Reproduce verbatim the records starting at the line containing "Can you see the cheek?" and ending after the line containing "[[314, 80]]", both ends included.
═══ Working data
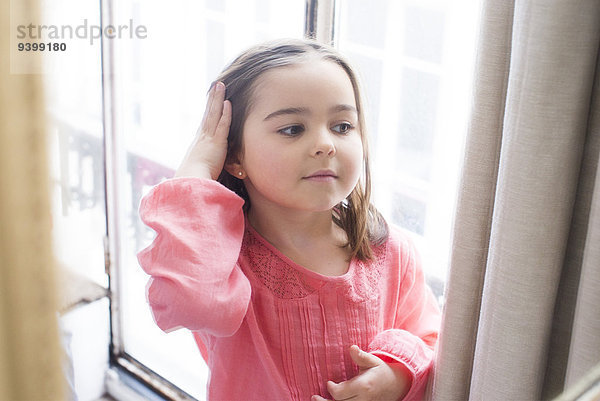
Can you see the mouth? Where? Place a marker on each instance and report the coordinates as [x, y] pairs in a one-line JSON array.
[[321, 175]]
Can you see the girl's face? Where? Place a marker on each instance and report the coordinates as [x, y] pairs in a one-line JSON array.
[[301, 144]]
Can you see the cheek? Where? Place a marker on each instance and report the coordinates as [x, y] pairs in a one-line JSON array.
[[354, 156], [266, 163]]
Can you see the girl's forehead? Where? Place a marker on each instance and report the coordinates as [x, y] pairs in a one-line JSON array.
[[314, 80]]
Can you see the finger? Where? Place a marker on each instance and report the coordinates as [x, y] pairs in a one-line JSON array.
[[347, 390], [215, 110], [211, 92], [222, 130], [363, 359]]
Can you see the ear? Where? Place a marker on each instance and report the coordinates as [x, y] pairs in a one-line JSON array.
[[234, 167]]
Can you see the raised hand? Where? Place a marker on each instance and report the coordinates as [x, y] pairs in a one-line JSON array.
[[376, 380], [206, 155]]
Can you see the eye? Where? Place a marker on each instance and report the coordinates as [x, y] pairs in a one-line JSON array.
[[343, 128], [292, 130]]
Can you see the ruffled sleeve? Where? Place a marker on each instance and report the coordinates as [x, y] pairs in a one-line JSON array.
[[416, 319], [196, 282]]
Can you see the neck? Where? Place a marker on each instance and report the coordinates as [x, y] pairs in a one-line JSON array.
══════
● **Task result**:
Can you see the cheek? Where? Place a marker on each instance and report the coordinates as [x, y] pairs in a one-line JSON array.
[[354, 156], [266, 163]]
Can you see the girl's forehead? Where? Place a marker on each instance and report the coordinates as [x, y] pairs in a one-line JSON array.
[[314, 80]]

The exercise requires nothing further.